* ЗАДАНИЯ:
• 1. Согласуются ли с отрывком об авторах «Правды» утверждения: (а) среди авторов статей был Г. К. Жуков; (б) статьи были посвящены годовщинам важнейших сражений Великой Отечественной войны; (в) статьи в «Правде» писали только маршалы? На каждое ответьте «да» или «нет» и приведите решающие слова отрывка дословно.
• 2. Продолжите отрывок об авторах «Правды», начав сразу после его последнего предложения.

* ИСХОДНЫЙ ОТРЫВОК:

Особенно широким оказался круг наших авторов, писавших о событиях Великой Отечественной войны, ее героях. Маршалы Советского Союза С. М. Буденный, И. X. Баграмян, С. С. Бирюзов, А. М. Василевский, А. А. Гречко, Ф. И. Голиков, Г. К. Жуков, М. В. Захаров, А. И. Еременко, И. С. Конев, Н. И. Крылов, К. С. Москаленко, К. К. Рокоссовский, В. Д. Соколовский, В. И. Чуйков, И. И. Якубовский, Адмирал Флота Советского Союза С. Г. Горшков, Главный маршал авиации К. А. Вершинин, Главный маршал бронетанковых войск П. А. Ротмистров, многие другие генералы и адмиралы — командующие видами Вооруженных Сил, командующие военными округами и флотами, руководители фронтовых и армейских политорганов, начальники штабов фронтов и армий, командиры и политработники соединений — выступали в «Правде» с крупными статьями, посвященными годовщинам важнейших сражений Великой Отечественной войны.

* ПРЕДСТАВЛЕННЫЙ МАТЕРИАЛ:
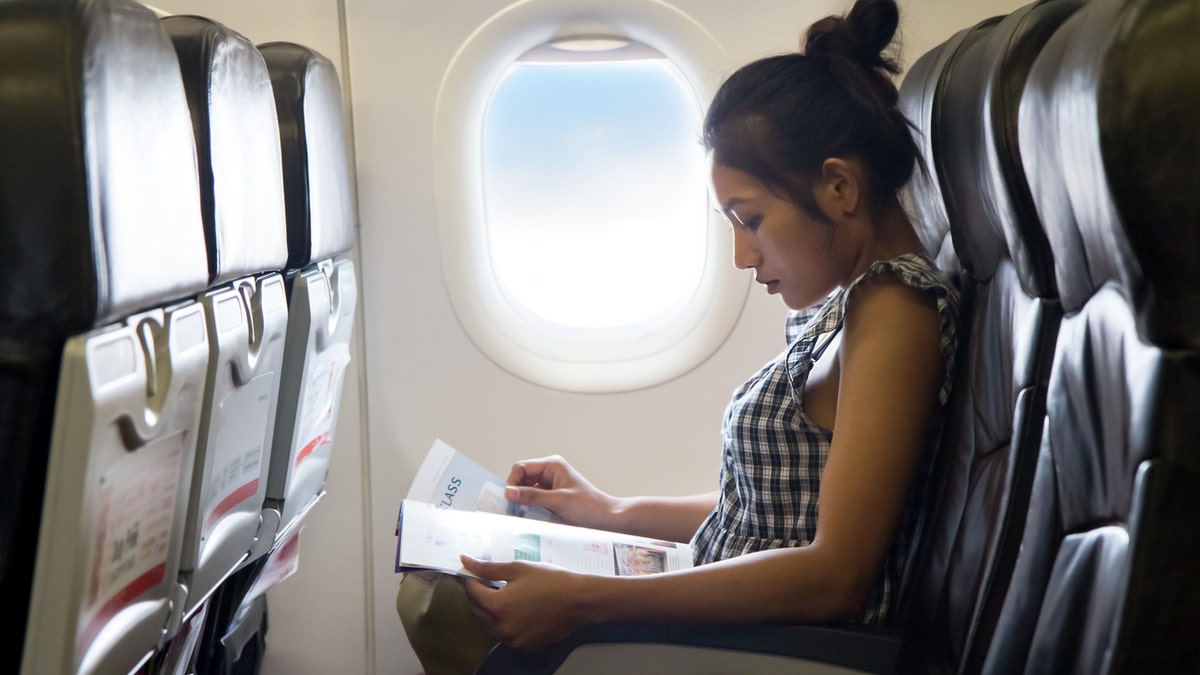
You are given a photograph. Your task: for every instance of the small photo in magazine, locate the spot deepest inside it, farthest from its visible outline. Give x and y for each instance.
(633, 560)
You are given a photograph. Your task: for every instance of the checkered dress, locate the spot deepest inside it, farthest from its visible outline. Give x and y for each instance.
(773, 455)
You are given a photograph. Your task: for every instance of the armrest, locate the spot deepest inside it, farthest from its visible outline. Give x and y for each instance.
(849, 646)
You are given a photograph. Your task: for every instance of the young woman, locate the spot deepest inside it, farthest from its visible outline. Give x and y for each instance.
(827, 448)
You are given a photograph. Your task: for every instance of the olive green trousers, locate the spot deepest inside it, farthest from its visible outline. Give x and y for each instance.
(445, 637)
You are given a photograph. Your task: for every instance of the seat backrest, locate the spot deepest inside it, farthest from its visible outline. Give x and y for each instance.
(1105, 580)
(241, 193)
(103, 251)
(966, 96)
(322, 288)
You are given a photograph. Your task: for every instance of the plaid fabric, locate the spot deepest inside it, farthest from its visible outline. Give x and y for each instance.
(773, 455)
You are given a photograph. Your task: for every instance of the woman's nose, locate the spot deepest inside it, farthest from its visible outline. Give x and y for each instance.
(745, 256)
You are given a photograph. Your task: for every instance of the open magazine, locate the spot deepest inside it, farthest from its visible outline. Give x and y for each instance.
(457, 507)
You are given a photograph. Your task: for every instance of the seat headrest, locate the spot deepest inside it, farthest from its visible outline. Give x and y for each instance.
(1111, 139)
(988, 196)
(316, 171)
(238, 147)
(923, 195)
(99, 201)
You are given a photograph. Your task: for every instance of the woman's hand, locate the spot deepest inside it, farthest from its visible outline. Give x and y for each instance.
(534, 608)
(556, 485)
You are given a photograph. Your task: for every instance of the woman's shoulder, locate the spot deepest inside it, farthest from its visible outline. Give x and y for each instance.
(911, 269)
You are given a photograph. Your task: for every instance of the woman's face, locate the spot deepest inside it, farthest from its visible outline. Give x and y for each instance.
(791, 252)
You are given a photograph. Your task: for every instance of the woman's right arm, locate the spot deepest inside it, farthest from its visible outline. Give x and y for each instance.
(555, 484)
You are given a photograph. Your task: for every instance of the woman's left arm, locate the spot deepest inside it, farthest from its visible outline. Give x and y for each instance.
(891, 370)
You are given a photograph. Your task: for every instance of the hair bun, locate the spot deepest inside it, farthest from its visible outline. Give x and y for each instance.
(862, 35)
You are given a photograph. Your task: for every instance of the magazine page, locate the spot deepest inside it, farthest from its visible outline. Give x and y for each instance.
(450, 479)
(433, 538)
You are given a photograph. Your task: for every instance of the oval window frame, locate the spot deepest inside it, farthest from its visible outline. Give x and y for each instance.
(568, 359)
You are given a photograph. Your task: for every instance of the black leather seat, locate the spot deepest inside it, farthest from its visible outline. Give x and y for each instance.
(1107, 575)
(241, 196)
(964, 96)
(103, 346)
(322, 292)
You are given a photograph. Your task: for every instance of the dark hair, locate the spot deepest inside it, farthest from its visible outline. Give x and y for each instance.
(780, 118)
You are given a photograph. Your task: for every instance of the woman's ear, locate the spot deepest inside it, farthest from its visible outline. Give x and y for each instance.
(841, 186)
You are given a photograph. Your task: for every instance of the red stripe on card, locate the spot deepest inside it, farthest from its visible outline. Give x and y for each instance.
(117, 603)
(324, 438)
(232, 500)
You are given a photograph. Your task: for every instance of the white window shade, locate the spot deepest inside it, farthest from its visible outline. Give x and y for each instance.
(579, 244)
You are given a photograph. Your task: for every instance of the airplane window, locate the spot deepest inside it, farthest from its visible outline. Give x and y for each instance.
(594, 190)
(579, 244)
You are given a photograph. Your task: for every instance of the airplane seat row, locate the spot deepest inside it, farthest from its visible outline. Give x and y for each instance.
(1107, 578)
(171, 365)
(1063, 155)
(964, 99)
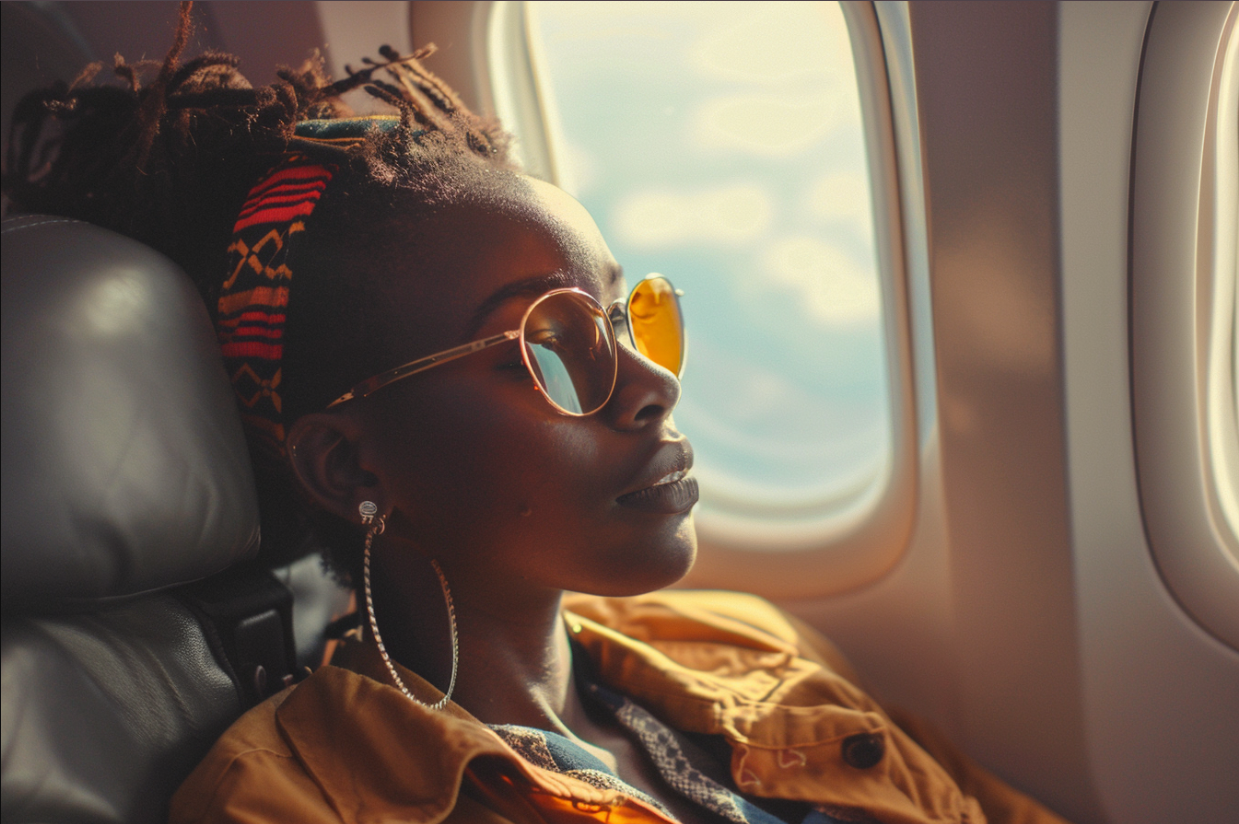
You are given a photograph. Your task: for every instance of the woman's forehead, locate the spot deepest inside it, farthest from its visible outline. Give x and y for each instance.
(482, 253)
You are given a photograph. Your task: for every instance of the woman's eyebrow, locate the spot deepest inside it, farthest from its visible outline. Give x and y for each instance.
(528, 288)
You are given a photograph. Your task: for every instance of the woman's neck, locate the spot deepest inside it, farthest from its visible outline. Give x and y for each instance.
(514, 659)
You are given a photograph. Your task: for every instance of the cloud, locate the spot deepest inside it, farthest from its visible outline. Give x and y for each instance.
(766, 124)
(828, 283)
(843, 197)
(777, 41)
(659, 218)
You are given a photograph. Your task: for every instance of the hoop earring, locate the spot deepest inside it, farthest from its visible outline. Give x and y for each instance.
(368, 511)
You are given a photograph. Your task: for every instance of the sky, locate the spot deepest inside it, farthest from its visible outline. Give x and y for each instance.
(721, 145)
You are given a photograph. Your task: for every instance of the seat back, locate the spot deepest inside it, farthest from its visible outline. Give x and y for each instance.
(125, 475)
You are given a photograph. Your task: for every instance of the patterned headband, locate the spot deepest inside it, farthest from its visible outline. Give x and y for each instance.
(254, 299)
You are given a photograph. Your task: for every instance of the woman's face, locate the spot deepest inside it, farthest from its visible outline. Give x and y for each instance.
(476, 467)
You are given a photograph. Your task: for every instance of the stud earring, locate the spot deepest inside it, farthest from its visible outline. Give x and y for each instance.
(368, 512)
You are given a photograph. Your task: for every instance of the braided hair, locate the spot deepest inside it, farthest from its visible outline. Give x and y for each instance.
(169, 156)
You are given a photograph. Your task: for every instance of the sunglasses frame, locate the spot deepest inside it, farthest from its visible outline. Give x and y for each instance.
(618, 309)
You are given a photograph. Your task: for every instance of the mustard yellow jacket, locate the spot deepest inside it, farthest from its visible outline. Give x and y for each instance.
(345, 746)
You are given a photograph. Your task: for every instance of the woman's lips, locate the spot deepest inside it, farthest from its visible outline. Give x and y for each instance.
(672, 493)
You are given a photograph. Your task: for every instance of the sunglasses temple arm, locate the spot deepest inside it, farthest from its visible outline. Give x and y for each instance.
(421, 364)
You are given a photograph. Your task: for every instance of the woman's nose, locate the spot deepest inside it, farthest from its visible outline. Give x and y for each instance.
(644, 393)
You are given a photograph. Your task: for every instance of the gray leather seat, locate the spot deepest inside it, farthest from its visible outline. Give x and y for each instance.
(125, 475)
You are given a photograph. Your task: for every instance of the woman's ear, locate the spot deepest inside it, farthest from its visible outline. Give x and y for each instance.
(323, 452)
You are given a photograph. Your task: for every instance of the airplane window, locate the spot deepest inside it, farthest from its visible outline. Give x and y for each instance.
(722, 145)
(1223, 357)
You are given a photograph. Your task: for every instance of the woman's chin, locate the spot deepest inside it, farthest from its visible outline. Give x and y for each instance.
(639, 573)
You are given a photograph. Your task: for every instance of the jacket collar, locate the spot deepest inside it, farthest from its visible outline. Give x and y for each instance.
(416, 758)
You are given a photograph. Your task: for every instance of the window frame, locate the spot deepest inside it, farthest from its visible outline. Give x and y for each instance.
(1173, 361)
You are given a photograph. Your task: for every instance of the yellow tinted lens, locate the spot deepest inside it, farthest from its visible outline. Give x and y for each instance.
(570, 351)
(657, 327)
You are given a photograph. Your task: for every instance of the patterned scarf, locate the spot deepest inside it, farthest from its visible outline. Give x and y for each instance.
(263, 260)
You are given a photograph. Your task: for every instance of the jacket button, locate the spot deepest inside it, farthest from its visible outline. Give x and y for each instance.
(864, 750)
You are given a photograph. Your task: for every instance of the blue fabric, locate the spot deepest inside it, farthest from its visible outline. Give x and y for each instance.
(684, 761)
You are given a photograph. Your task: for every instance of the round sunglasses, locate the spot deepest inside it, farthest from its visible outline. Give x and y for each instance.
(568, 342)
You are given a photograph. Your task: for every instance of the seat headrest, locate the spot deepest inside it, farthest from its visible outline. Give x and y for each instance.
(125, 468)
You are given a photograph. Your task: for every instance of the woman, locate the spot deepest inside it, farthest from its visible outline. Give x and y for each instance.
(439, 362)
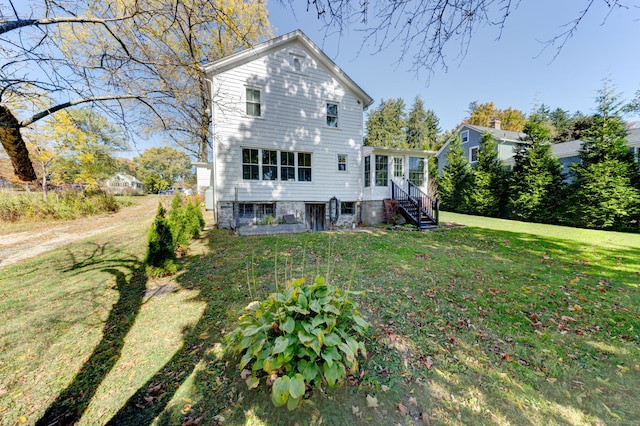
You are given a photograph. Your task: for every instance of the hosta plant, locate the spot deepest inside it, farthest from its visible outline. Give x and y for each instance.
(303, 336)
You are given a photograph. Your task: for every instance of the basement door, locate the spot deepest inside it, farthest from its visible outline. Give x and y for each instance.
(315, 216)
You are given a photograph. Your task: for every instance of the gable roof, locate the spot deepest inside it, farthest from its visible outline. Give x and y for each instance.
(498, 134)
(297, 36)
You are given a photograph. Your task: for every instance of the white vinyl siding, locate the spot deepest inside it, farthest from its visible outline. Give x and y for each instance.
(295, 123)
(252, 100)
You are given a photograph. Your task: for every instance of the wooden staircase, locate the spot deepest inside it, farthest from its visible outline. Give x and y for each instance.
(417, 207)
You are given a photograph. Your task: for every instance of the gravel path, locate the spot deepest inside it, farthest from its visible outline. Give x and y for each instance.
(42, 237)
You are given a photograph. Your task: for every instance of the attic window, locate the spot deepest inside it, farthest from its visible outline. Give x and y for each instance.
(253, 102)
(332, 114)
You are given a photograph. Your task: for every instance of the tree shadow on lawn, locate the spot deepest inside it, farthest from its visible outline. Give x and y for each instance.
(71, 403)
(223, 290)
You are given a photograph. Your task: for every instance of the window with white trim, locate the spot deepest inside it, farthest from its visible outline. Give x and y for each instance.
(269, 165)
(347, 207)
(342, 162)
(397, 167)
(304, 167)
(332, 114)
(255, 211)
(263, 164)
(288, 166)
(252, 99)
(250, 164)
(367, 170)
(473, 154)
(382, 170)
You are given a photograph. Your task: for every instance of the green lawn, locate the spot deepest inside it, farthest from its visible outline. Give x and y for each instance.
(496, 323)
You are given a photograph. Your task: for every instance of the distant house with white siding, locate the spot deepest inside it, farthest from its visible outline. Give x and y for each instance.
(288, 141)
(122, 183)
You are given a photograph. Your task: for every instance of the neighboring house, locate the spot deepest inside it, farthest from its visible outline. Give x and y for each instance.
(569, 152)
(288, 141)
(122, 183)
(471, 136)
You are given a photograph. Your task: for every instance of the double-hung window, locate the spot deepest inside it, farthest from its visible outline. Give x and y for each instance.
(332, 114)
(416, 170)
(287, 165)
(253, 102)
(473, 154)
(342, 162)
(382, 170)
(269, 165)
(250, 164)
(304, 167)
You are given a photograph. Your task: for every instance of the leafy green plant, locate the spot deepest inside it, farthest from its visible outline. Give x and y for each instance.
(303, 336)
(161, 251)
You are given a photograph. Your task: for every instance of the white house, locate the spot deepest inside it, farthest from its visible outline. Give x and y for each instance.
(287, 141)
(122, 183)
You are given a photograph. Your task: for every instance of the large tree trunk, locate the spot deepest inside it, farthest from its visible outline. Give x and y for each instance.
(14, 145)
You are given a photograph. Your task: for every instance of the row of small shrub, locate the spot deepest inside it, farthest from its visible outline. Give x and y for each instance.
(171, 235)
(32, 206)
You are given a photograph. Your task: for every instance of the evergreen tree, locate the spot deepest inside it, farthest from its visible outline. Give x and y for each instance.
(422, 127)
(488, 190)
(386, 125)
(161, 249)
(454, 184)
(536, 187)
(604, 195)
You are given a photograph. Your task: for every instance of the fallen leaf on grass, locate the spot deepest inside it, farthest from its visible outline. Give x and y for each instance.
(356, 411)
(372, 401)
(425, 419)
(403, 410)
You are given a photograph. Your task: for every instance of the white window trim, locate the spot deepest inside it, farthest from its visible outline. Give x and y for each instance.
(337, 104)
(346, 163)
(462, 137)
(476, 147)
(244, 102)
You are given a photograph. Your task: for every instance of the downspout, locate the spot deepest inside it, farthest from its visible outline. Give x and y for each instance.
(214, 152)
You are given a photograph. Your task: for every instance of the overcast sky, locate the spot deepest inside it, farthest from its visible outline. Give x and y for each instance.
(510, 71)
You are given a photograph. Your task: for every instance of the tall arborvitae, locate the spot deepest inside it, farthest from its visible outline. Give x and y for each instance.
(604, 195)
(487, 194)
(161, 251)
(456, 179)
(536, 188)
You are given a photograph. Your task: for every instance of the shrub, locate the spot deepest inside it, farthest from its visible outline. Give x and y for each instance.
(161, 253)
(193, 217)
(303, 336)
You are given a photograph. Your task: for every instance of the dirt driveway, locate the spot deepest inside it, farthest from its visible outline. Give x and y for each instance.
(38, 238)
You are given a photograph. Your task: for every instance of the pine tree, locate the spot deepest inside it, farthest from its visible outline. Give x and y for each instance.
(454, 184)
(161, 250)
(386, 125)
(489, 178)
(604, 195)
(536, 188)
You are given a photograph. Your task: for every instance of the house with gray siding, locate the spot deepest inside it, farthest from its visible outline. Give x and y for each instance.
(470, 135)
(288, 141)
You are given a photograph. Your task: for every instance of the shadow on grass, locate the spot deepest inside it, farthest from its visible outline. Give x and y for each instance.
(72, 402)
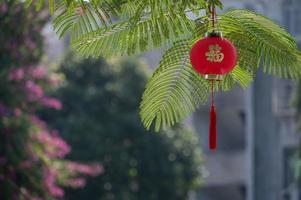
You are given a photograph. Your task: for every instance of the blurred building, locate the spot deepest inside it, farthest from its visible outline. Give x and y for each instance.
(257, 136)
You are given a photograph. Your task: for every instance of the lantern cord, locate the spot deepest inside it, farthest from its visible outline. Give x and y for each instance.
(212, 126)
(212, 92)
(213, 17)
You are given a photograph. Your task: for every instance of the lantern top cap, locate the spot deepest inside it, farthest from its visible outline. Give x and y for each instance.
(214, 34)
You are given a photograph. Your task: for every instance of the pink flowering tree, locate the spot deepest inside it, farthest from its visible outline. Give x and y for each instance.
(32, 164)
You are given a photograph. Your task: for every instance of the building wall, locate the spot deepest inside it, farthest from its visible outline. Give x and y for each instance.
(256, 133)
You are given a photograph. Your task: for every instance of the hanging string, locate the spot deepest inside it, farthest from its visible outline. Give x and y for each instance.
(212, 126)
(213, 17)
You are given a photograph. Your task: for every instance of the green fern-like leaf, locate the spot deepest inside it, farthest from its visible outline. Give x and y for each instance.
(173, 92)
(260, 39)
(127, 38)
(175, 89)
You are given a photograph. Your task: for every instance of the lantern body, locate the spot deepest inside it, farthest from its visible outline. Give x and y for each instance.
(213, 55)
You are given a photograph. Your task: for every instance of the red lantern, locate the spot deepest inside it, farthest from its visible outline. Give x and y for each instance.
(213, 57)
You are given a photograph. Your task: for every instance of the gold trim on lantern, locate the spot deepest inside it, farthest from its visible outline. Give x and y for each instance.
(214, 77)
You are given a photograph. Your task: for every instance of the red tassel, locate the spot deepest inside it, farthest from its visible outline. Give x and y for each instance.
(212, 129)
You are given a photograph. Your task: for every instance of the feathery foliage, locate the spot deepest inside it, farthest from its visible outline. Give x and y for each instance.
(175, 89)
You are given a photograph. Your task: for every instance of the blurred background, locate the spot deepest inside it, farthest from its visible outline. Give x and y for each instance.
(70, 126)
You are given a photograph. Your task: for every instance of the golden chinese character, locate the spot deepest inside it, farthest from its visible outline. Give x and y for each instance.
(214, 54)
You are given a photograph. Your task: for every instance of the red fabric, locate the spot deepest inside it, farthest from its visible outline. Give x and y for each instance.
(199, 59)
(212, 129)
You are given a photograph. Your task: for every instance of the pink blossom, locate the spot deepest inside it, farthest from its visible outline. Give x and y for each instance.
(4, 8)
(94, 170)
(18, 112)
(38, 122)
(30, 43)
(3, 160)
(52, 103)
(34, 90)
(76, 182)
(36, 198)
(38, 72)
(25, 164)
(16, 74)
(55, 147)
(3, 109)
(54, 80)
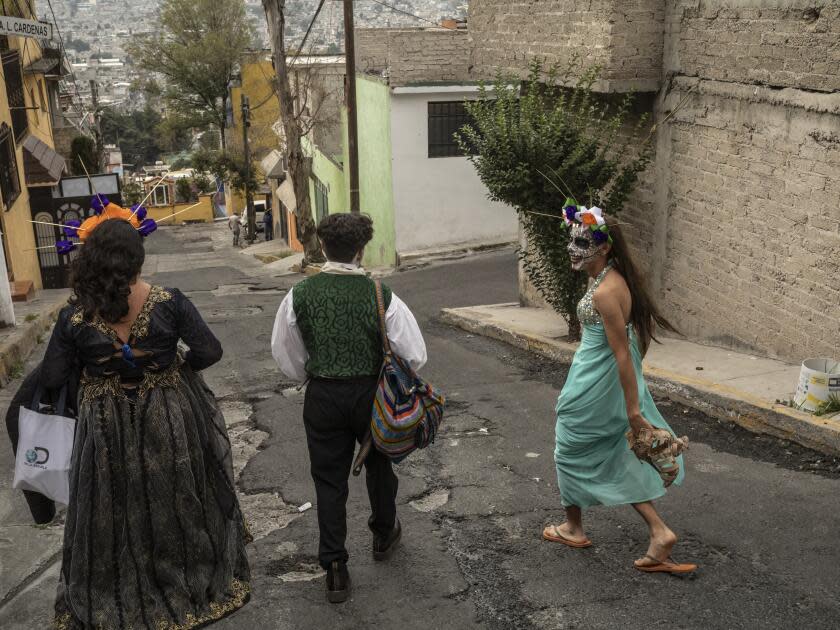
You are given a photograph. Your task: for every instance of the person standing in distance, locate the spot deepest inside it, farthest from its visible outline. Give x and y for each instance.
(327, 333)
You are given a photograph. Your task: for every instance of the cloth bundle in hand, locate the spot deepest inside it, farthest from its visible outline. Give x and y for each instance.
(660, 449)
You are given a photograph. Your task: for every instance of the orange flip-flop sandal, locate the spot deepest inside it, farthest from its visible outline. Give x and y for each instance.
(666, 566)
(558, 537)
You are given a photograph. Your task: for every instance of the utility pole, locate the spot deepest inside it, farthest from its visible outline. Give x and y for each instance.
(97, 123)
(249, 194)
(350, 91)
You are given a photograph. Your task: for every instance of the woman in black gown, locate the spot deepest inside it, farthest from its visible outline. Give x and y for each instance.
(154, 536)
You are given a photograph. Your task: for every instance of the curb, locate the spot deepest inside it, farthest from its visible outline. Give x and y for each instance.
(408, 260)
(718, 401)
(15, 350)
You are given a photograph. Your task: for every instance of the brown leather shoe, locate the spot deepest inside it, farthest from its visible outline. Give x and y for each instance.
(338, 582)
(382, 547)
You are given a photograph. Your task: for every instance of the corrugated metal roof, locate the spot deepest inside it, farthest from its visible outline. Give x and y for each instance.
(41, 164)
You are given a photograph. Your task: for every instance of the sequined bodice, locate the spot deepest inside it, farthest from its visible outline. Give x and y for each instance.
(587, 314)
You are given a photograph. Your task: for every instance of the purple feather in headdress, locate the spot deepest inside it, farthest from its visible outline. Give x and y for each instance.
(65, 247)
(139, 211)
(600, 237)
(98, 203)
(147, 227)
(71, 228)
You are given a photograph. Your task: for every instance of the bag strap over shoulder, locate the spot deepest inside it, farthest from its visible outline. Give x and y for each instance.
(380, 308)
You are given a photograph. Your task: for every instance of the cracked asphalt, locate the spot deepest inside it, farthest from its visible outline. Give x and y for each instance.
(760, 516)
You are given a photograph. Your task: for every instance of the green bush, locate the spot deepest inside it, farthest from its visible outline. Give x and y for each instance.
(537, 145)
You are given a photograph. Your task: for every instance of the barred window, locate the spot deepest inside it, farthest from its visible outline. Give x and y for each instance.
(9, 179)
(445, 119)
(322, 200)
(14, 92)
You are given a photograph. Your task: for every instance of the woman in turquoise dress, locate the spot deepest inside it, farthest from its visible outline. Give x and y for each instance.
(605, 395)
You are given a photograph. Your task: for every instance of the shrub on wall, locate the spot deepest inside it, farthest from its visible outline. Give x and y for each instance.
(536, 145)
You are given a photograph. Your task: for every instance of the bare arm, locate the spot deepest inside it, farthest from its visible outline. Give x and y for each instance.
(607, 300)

* ОТВЕТЫ К ЗАДАНИЯМ:
• 1.
(а) Да: «Г. К. Жуков».
(б) Да: «с крупными статьями, посвященными годовщинам важнейших сражений Великой Отечественной войны».
(в) Нет: «многие другие генералы и адмиралы».

• 2.
Неоднократно газета черпала интереснейший материал для публикаций и из созданного в редакции «Фонда писем о войне». Их за послевоенные годы пришло в «Правду» превеликое множество. Естественно, что всю эту обильную почту воспоминаний фронтовой поры довести до газетных страниц просто физически невозможно. Но все наиболее содержательное, выразительное, яркое тут же берется на заметку и время от времени находит свое место в специальных подборках писем — к памятным датам войны, к традиционным праздникам авиаторов, моряков, танкистов, артиллеристов и ракетчиков, воинов противовоздушной обороны, к другим армейским и флотским годовщинам. [236]

Разнообразя жанры своих выступлений, посвященных Великой Отечественной войне, «Правда» ввела в практику встречи в редакции с ветеранами минувших сражений. Их проведено много, и каждая имеет отличительные особенности. Так, например, перед двадцатилетием Победы серия таких встреч прошла с воинами различных родов войск: общевойсковиками, артиллеристами, танкистами, авиаторами, моряками и т. д. Репортажи о них публиковались уже на следующий же день. А когда страна готовилась отметить 25-летие Победы над фашизмом, эта форма массовой работы несколько изменилась. Теперь за столом «Правды» последовательно собирались кавалеры ордена Отечественной войны, партийные работники тыла и фронта, партизаны и подпольщики, труженики индустрии и сельского хозяйства военной поры, герои завершающих сражений — за Берлин и Прагу. На страницах газеты все это публиковалось под рубрикой: «Победе — четверть века». Она, эта рубрика, велась почти четыре года, впервые появившись в июне 1966 года над материалом, посвященным двадцатипятилетию контрудара, нанесенного врагу Красной Армией в начальные дни войны под Перемышлем.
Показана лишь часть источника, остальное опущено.